Montagem por UFSC à Esquerda com base em foto de Henrique Almeida/Agecom/UFSC e foto própria.

[Opinião] Eleições do DCE: um projeto político para a entidade está em segundo plano

Nina Matos e Clarice Alves* – Redação UFSC à Esquerda – 12/07/2022

As eleições do Diretório Central dos Estudantes (DCE) Luís Travassos se aproximam e, até o momento, foi realizado o primeiro debate entre as chapas que concorrem ao pleito, na UFSC. Nós do Jornal UFSC à Esquerda estivemos presentes e visamos, com esse texto, contribuir com o processo eleitoral apontando nossa análise a partir do que surgiu no período de campanha eleitoral, em especial no debate do dia 08 de julho. 

É possível falar em “acúmulo” de debates até o momento?

Concorrem ao  processo eleitoral as chapas:

Chapa 1 – “Para Virar o Jogo”, composta por militantes da Juventude Revolução (JR, do PT). A chapa que defende Lula presidente em uma das postagens que tem no Instagram e chama atenção a presença escassa tanto nas redes sociais (com apenas duas postagens), como no cotidiano da universidade, sendo pouco vista nas passagens em sala, nos cartazes ou mesmo nas conversas entre estudantes.

Chapa 2 – “Pra Mudar o DCE”, que conta com a participação de militantes da União da Juventude Socialista (UJS), do PCdoB. A chapa tem feito distribuições de panfletos durante a fila do RU e colado cartazes que divulgam as propostas da chapa. É composta também pela presidente da União Catarinense dos Estudantes (UCE), que neste primeiro debate, em diversos momentos, levantou a ausência de diálogo entre a última gestão da entidade e a UCE.

Chapa 3 –  “É Tudo Pra Ontem, composta por militantes do Movimento Correnteza (vinculado à Unidade Popular), Coletivo Juntos (vinculado ao PSOL) e Movimento de Mulheres Olga Benário (também vinculado à Unidade Popular). A chapa tem realizado passagens em sala, distribuição de panfletos nas filas do RU e nas turmas, cafés para conversar com os estudantes, e postagens nas redes sociais.

Chapa 4 – “Só a Luta Muda a Vida” – composta por militantes organizados em diferentes partidos: Coletivo Alicerce, Juventude Manifesta, Juventude Comunista Avançando(JCA), Afronte,  Brigadas e a União da Juventude Comunista (UJC). Essas organizações compunham a gestão anterior do DCE e propõe uma unidade de esquerda em prol do Fora Bolsonaro e contra o fascismo. Têm realizado cafés com os estudantes, passagens em sala e panfletagens nas filas do RU. 

No debate, estiveram presentes membros das chapas 2, 3 e 4, e a chapa 1 participou através do Google Meet, sendo interrompida em uma das falas após a bateria do computador da Comissão Eleitoral (CE) acabar.

Este primeiro debate foi apresentado pela CE como voltado aos demais campi da universidade, que não o campus central, localizado na Trindade, em Florianópolis. A maioria dos presentes no auditório estavam compondo as chapas ou já definiam apoio em alguma medida.

Divergências abstratas entre as diferentes forças políticas que pretendem atuar no DCE: o que está em disputa? 

O debate contou com três blocos, sendo o primeiro de apresentação, o segundo de perguntas entre as chapas e o último de perguntas da plateia, priorizando quem estava acompanhando a transmissão online realizada pela CE.

..............................

O PROBLEMA: De acordo com o texto, por que uma das falas da chapa 1 foi interrompida durante o debate? Explique em uma ou duas frases.

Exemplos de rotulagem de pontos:
..............................

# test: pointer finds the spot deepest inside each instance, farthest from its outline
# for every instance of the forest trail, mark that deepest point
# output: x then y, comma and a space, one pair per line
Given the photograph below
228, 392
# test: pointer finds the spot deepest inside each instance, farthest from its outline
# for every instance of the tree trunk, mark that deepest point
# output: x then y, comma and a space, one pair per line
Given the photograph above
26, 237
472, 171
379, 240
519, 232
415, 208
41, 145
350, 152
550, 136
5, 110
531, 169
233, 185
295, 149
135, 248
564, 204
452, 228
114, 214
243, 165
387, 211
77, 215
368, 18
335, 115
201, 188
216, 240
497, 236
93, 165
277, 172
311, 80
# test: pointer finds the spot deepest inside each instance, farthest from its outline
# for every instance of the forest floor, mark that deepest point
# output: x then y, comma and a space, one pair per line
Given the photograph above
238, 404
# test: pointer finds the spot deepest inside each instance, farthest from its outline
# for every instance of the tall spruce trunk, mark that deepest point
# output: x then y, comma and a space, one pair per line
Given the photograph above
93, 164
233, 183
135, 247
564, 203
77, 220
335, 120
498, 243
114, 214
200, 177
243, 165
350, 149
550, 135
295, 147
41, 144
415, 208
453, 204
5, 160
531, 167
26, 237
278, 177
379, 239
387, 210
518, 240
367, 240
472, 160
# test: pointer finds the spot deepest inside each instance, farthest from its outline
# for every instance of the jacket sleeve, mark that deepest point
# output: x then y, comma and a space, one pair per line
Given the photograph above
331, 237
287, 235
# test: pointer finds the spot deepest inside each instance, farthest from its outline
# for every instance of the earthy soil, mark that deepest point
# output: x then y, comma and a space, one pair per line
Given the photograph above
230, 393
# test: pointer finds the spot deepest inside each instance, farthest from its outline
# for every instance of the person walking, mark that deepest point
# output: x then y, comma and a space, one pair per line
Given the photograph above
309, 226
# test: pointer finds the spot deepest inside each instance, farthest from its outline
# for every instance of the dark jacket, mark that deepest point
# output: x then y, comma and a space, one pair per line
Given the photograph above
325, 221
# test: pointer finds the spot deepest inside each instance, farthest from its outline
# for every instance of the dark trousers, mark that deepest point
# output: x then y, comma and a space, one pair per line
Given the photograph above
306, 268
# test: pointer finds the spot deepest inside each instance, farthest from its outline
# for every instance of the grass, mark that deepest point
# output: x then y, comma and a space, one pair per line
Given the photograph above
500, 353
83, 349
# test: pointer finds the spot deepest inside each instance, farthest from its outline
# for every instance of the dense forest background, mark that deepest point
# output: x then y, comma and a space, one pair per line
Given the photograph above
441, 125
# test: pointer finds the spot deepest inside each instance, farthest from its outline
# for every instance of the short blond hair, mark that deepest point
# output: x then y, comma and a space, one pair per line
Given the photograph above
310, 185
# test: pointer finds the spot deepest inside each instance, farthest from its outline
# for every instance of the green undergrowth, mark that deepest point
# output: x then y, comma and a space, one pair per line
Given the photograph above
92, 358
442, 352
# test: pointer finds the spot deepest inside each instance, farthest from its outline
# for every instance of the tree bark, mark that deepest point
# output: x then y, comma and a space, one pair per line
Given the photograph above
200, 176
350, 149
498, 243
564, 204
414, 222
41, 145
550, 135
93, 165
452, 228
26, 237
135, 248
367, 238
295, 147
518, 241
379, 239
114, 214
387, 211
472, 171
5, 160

..............................

EXERCÍCIO RESOLVIDO: A chapa 1 participava do debate pelo Google Meet. Uma de suas falas foi interrompida porque a bateria do computador da Comissão Eleitoral (CE) acabou.